ENTRIES SHOWN
** begin **

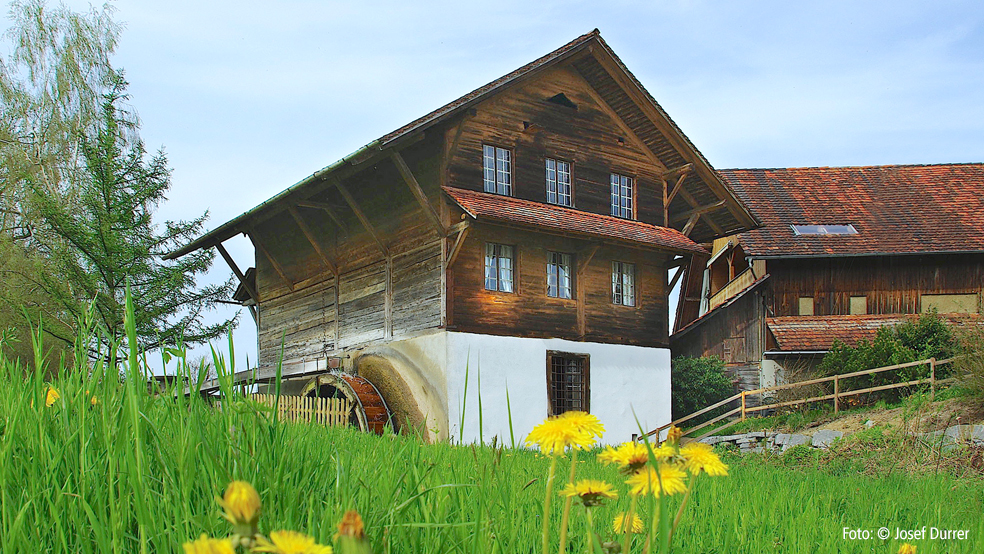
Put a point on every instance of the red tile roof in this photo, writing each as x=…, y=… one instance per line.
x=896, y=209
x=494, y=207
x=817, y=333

** end **
** begin **

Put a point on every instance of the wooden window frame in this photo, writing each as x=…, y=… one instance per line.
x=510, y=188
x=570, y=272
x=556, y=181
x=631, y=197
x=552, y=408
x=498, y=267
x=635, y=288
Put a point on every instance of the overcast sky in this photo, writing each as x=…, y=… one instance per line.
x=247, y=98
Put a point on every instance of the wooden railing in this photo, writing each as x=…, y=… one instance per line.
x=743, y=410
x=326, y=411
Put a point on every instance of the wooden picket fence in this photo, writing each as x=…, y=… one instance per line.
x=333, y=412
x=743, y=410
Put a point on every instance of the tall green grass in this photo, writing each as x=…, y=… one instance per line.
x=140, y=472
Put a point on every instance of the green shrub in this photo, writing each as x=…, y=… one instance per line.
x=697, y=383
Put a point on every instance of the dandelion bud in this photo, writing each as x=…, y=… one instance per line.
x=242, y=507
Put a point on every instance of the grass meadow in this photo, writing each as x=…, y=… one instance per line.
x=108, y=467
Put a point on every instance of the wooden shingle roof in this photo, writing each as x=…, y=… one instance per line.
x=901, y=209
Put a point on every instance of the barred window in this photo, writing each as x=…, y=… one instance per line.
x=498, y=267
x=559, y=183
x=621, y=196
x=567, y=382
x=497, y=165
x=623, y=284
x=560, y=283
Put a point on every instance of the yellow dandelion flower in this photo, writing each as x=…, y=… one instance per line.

** end **
** begin **

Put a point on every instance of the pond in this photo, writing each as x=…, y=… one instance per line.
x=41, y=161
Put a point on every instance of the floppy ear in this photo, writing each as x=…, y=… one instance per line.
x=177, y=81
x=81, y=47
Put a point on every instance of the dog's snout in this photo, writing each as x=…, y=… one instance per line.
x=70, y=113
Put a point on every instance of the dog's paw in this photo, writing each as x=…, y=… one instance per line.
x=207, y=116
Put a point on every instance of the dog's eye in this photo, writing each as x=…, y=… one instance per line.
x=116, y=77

** end **

Give everything again from the line containing "Put a point on every instance of the wooden picket" down to the line containing "x=242, y=507", switching "green shrub" to "leafy bush" and leaving all else unchanged.

REPLY
Put a point on every instance of the wooden picket fence in this photo, writing each as x=…, y=… one instance per line.
x=333, y=412
x=743, y=410
Put a point on every instance of the tall green grass in this photo, writing each as x=…, y=… one instance per line.
x=140, y=472
Put a point on every instance of the leafy bush in this photo, writing each as x=…, y=… one instance per line.
x=697, y=383
Put a point on every instance of the dandelion bud in this photo, writing each as x=…, y=… one instance per line.
x=242, y=507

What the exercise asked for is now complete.